:: Available data ::
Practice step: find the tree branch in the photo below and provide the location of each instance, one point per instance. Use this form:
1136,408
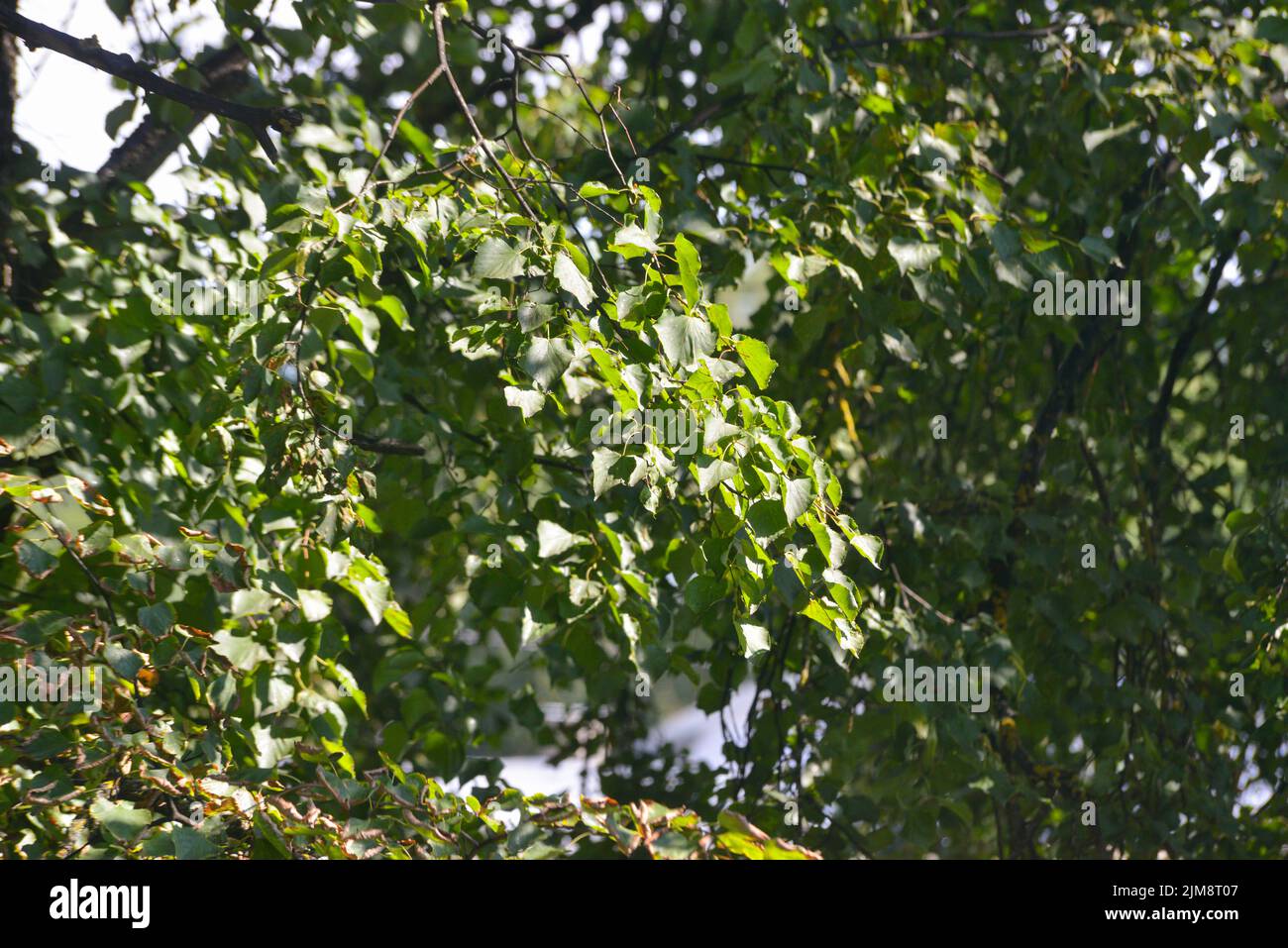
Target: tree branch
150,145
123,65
:::
:: Available data ::
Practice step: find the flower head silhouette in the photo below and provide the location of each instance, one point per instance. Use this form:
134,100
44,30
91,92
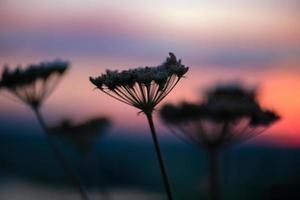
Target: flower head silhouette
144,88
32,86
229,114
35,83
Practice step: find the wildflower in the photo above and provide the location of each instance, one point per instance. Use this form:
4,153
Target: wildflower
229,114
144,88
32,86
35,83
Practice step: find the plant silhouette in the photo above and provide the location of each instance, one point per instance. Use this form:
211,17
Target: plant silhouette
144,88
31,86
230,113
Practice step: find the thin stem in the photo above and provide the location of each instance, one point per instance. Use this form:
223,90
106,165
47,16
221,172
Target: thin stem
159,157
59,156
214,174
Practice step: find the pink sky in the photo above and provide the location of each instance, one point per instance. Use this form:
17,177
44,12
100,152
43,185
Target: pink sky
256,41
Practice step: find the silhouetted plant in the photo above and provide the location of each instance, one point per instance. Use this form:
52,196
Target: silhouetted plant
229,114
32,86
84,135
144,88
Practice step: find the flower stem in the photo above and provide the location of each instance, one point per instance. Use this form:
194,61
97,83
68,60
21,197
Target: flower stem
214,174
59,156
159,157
:::
:: Available data ::
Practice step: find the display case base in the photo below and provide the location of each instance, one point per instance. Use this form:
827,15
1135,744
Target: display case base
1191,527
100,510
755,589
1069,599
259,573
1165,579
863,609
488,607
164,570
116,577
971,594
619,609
:::
Report how many lines in the rows above contain the word "each", with case counting. Give only the number.

9